DATA FOR REVIEW -
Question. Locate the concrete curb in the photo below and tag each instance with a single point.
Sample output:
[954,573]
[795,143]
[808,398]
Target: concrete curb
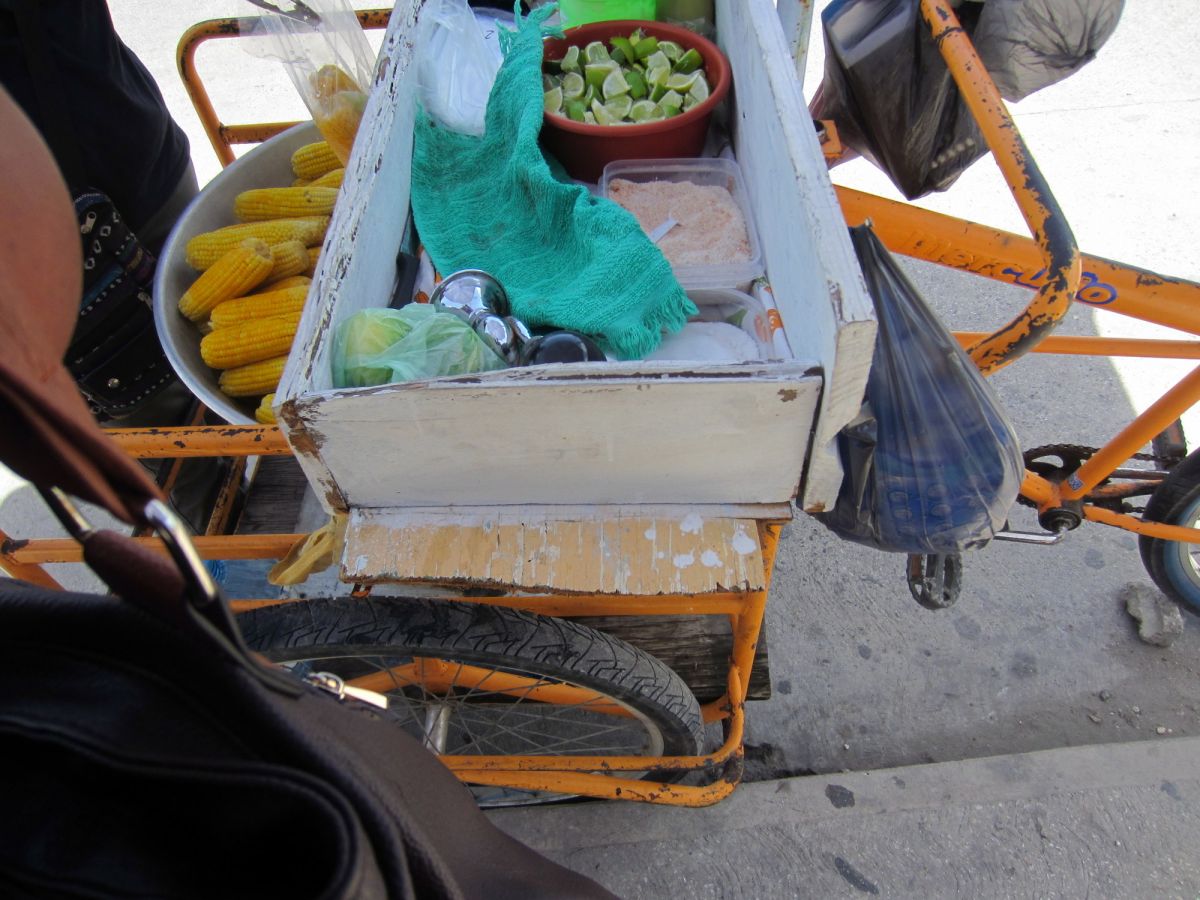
[1111,820]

AIM OF THE TASK - The answer must be the full listing, exact in every line, with the pictures removed.

ANSWER TO THE EXERCISE -
Question. Locate the concrete curb in the photo below and tag each instance with a single point.
Sample output:
[954,573]
[795,143]
[808,398]
Target: concrete curb
[1111,820]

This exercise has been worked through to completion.